● **Excerpt provided**
══════════════════════════════

Where there’s a horse or pony, there’s very often a dog and a whole host of affectionate ‘types’ have appeared over the year, including the ‘lorry dog’, the ‘eventador’ and less affectionately, the ‘midden mutt’ for those dogs that just can’t help rolling in anything that smells sufficiently revolting. After years of dog ownership and watching a myriad of other dog owners, when it comes to our canine companions, who better than John Collier BHSI to have...


... the last word


Puppy love


I have discovered that what draws the biggest crowd at any event is a puppy; guaranteed to melt any heart and better than any flowers or chocolate to get to a girl’s heart! These event riders though are really unscrupulous. Even I suffered at an early stage in my romance, as having got the car stuck in a snowdrift on top of Caldbeck, I carried my now wife’s, Westie down the road to Uldale, because it’s legs were too short to walk in the snow. It must have traumatised me, as we now have Great Danes and a Bernese Mountain dog that can rescue itself.


Dogs and horses seem inseparable, but I always issue a caution to clients head over heels in love; be prepared to accept your place in the order of priority, so horse, dog, the cat, any other domestic pet and then you – and you won’t even get a bowl with your name on it.


We frequently have people stabling overnight and often they will just let their dogs have the run of the place without


www.farmnequine.co.uk


asking. For those who do ask, I say it’s fine, but watch out for the cats! One such visitor had a Chihuahua; it met the cat, which hissed and then went into full attack mode. Rather than using a helpful foot to remove the cat, she bent down and lifted the dog up. Big mistake, as our cat does not do things by half, so it climbed up her leg, drawing blood through the her jeans to continue the fight. It was one of those occasions when I couldn’t do anything for laughing and I still feel guilty now.

══════════════════════════════

● **What to do**
a - Answer these from the column on dogs and horses:
(i) What nickname does it give dogs that roll in anything that smells revolting?
(ii) What dog did the writer carry down the road to Uldale?
(iii) What breed of dog did the overnight visitor have when it met the cat?
b - State whether each statement agrees with the column on dogs and horses. Answer yes or no, and support each answer with a quotation from the column.
(i) The writer now keeps Great Danes.
(ii) In the order of priority given to clients, the dog ranks above the horse.
(iii) According to the writer, a horse draws the biggest crowd at any event.
c - Pull a passage word for word from the column on dogs and horses. Begin at the words "I have discovered" and stop after "name on it.".

● **Information shown**
══════════════════════════════

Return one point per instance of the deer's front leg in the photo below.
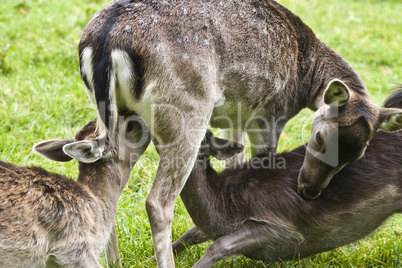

══════════════════════════════

● **Solutions in order**
a -
(i) The 'midden mutt'.
(ii) The Westie belonging to the woman who is now his wife.
(iii) A Chihuahua.

b -
(i) Yes: "we now have Great Danes and a Bernese Mountain dog that can rescue itself."
(ii) No: "so horse, dog, the cat, any other domestic pet and then you"
(iii) No: "what draws the biggest crowd at any event is a puppy"

c -
I have discovered that what draws the biggest crowd at any event is a puppy; guaranteed to melt any heart and better than any flowers or chocolate to get to a girl’s heart! These event riders though are really unscrupulous. Even I suffered at an early stage in my romance, as having got the car stuck in a snowdrift on top of Caldbeck, I carried my now wife’s, Westie down the road to Uldale, because it’s legs were too short to walk in the snow. It must have traumatised me, as we now have Great Danes and a Bernese Mountain dog that can rescue itself.


Dogs and horses seem inseparable, but I always issue a caution to clients head over heels in love; be prepared to accept your place in the order of priority, so horse, dog, the cat, any other domestic pet and then you – and you won’t even get a bowl with your name on it.